• _Problem_:
Answer these questions from the article on the Chebeague Island Inn below:
1. On what date did the inn open?
2. Who is the inn's new chef?
3. Where were the diners seated for their meal?

• _Passage shown_:
BEGIN
CHEBEAGUE ISLAND – During the hottest time of the summer you want to escape the heat, even if only for dinner. A meal at an oceanside inn like the Chebeague Island Inn, presiding over the western side of the island and offering good dinners and a fabulous view, is just the ticket.

But first you have to get there, and that will cost you extra (see attached box for info).

Casey Prentice bought the inn with his parents, Richard and Gerry Prentice, at the end of January. The inn opened on May 14 with a new chef, Justin Rowe, who has cooked at Fore Street in Portland, at White Barn Inn and On the Marsh in Kennebunk, and at 555 in Portland.

Prentice says he has focused on improving the menu to draw visitors. One hundred dinner guests, in addition to overnight guests, have been dining there every night of the week this summer.

The lobby is paneled with dark-stained beaded board, as all oceanside inns in Maine used to be. The wide covered porch wrapping two sides of the inn and the building’s boxy, 1920s facade give the imagination notice — this will be an old-fashioned holiday, whether a few hours or a few days long.

But however much you love architectural preservation, you can be grateful the menu holds up-to-date dishes and a decent range of international wines.

With a reservation (essential for this excursion), we were seated at a table on the screened porch, rolled-up plastic curtains ready for rain or cool wind.
END
• _Entries provided_:
BEGIN
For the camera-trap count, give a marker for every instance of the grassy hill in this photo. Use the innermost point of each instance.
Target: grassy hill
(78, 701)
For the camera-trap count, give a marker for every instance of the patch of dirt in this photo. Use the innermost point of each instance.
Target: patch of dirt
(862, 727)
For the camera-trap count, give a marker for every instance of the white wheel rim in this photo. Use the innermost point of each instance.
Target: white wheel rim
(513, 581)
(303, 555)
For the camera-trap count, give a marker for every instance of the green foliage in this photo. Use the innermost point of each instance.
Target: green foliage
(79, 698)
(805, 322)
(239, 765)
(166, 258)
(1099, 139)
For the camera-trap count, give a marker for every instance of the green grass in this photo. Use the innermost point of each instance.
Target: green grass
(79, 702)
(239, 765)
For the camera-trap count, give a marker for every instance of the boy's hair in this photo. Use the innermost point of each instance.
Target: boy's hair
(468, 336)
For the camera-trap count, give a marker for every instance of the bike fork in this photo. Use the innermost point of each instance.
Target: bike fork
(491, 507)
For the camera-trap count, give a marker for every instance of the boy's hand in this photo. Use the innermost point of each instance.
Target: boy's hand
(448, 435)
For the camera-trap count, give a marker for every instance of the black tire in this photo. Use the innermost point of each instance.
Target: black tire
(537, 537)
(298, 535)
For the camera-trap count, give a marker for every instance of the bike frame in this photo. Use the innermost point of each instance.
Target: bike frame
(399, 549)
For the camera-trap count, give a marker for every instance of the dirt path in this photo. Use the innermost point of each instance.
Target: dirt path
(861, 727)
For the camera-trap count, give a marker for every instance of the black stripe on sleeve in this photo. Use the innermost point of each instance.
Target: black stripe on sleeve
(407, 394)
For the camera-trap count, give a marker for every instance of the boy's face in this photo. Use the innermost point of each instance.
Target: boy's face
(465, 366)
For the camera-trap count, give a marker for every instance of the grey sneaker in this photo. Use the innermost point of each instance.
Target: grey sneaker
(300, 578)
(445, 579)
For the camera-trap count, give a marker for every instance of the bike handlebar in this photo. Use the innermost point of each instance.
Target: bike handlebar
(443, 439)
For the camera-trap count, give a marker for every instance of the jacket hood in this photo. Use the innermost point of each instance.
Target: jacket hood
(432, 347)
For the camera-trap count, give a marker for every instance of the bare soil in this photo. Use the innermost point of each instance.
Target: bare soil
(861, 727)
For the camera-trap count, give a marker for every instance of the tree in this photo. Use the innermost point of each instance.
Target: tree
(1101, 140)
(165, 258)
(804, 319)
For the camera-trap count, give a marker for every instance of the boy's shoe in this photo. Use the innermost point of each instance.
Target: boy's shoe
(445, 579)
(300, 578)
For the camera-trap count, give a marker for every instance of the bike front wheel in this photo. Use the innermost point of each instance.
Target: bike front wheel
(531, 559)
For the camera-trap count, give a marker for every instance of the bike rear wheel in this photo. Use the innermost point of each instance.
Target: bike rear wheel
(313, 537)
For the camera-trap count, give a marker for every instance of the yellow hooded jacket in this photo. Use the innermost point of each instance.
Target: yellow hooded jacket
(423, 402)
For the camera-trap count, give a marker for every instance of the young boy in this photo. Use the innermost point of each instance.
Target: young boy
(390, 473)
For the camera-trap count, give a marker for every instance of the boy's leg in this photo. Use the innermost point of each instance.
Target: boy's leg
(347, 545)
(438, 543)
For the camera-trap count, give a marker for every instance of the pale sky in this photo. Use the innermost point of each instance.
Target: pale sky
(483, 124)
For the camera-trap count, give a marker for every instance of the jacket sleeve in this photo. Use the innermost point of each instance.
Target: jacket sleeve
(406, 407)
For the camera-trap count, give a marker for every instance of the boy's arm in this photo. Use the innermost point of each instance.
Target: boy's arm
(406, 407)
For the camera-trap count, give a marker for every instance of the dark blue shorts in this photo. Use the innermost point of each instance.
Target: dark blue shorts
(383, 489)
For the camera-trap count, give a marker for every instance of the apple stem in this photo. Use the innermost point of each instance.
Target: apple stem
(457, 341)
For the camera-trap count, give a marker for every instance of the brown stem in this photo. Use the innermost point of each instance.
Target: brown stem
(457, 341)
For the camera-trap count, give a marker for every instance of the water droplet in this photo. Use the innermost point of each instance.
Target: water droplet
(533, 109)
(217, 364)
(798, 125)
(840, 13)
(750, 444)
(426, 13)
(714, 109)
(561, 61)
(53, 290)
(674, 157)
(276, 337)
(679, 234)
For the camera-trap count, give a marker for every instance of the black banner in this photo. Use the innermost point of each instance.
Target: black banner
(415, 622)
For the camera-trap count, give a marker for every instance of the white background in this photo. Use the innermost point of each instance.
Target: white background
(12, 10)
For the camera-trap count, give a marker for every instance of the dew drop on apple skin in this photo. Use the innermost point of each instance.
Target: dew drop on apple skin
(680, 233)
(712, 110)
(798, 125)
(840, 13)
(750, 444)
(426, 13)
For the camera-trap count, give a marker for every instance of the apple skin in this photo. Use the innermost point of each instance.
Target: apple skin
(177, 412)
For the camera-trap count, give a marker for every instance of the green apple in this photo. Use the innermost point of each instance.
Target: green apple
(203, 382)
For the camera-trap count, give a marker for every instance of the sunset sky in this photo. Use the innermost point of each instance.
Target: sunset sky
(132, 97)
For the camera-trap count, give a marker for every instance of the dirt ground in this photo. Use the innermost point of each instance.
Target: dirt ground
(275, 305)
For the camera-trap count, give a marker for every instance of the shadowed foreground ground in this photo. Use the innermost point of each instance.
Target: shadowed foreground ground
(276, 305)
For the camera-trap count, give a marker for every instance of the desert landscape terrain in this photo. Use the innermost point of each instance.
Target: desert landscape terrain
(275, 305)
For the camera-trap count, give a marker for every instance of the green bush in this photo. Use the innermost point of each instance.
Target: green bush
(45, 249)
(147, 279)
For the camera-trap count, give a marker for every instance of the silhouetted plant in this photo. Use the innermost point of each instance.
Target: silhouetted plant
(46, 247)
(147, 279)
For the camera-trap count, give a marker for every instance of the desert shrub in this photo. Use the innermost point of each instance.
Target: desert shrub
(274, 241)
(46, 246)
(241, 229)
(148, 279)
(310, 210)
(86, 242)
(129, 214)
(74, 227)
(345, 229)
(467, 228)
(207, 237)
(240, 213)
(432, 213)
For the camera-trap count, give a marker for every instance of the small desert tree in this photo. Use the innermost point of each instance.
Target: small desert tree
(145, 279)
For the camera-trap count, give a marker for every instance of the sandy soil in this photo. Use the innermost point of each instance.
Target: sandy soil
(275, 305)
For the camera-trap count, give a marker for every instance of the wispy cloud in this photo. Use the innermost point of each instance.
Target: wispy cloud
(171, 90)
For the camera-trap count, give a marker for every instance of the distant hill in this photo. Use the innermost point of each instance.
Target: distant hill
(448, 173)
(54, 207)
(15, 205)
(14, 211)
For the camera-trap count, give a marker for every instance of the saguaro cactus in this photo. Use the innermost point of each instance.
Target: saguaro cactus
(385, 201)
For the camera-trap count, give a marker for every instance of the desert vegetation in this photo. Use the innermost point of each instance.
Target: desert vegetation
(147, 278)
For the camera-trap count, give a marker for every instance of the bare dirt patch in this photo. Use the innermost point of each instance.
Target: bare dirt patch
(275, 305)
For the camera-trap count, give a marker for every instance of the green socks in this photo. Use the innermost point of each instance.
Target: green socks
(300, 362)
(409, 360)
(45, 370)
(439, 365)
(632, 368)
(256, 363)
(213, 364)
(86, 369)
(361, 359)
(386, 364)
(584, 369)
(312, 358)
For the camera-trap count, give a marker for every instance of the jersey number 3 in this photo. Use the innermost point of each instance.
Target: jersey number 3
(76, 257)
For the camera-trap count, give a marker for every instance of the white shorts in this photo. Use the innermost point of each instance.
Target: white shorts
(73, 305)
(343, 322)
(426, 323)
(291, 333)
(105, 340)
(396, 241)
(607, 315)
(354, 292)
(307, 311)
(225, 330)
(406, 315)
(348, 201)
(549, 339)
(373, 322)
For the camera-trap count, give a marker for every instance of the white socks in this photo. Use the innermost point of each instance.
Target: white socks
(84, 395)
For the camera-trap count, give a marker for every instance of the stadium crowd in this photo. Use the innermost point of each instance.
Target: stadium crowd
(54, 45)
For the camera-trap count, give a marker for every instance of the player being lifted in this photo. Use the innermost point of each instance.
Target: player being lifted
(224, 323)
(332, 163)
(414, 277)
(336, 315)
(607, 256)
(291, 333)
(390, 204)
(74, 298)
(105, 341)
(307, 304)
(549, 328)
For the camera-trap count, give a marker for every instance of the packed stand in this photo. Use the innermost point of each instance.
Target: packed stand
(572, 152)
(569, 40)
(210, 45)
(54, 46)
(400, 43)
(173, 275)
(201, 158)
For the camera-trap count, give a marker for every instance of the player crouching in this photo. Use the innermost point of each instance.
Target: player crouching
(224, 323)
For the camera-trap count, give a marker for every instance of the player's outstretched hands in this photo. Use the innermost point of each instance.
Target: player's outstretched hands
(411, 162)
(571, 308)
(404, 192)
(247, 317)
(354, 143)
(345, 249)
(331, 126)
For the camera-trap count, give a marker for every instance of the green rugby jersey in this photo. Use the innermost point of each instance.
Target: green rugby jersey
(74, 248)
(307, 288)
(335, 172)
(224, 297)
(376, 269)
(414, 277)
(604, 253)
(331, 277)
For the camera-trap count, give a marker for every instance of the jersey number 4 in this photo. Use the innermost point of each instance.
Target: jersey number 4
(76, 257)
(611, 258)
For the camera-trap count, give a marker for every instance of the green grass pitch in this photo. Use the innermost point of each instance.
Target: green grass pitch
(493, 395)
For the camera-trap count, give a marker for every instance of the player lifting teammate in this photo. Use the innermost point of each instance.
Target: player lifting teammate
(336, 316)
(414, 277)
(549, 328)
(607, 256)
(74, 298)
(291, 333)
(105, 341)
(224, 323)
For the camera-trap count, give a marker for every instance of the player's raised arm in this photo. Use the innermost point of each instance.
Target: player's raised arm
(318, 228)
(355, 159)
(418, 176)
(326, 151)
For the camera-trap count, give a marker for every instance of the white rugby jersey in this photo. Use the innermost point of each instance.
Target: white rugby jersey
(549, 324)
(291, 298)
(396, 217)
END
• _Task output_:
1. May 14
2. Justin Rowe
3. At a table on the screened porch